What the task asks: The answer should consist of all the records, written out word for word.

--- START ---

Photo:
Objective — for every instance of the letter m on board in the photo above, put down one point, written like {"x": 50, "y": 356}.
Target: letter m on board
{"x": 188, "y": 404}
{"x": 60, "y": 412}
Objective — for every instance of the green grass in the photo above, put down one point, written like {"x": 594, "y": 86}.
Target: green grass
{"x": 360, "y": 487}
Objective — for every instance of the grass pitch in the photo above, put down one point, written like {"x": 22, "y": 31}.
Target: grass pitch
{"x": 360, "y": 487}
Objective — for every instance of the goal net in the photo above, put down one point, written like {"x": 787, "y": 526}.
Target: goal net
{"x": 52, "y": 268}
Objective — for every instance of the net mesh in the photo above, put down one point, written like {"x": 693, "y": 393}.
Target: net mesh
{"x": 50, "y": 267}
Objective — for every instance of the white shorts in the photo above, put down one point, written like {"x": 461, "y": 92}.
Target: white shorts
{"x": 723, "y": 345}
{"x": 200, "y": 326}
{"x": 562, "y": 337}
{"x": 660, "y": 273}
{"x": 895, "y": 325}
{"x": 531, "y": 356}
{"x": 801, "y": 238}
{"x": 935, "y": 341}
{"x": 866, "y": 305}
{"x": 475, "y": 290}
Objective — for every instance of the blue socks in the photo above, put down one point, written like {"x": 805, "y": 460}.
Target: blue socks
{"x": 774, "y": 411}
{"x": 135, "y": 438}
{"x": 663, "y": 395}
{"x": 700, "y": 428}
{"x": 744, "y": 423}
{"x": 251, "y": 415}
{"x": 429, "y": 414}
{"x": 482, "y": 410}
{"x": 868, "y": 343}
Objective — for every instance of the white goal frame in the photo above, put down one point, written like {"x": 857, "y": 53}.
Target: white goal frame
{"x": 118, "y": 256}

--- END ---

Written response:
Photo:
Objective — for every instance of the letter m on board in the photo above, put down one point, written like {"x": 50, "y": 356}.
Target: letter m on board
{"x": 188, "y": 404}
{"x": 60, "y": 412}
Objective — for every instance of the green grass in the photo above, put down one point, written like {"x": 594, "y": 86}.
Target: green grass
{"x": 360, "y": 487}
Objective — for every instance of the grass pitch in the photo above, put down one point, written like {"x": 22, "y": 31}.
Target: grass pitch
{"x": 360, "y": 487}
Objective — for every instance of the goal net in the photo above, put down one point, written like {"x": 787, "y": 526}.
Target: goal net
{"x": 52, "y": 268}
Objective — for every instance of the net mesh in the photo above, put down one point, written like {"x": 693, "y": 393}.
Target: net mesh
{"x": 50, "y": 267}
Objective — for every instance of the white shorts in the photo above, put down one point, written like {"x": 461, "y": 92}.
Target: white shorts
{"x": 723, "y": 345}
{"x": 200, "y": 326}
{"x": 562, "y": 337}
{"x": 660, "y": 273}
{"x": 895, "y": 325}
{"x": 531, "y": 356}
{"x": 801, "y": 238}
{"x": 935, "y": 341}
{"x": 866, "y": 305}
{"x": 475, "y": 290}
Objective — for every instance of the blue socks in the photo above, put down one point, written like {"x": 805, "y": 460}.
Target: blue socks
{"x": 774, "y": 411}
{"x": 135, "y": 438}
{"x": 663, "y": 395}
{"x": 700, "y": 428}
{"x": 744, "y": 423}
{"x": 251, "y": 415}
{"x": 429, "y": 414}
{"x": 482, "y": 410}
{"x": 868, "y": 343}
Objective — for every instance of the white goal frame in the photo above, put down one point, written like {"x": 857, "y": 53}.
Target: white goal frame
{"x": 118, "y": 256}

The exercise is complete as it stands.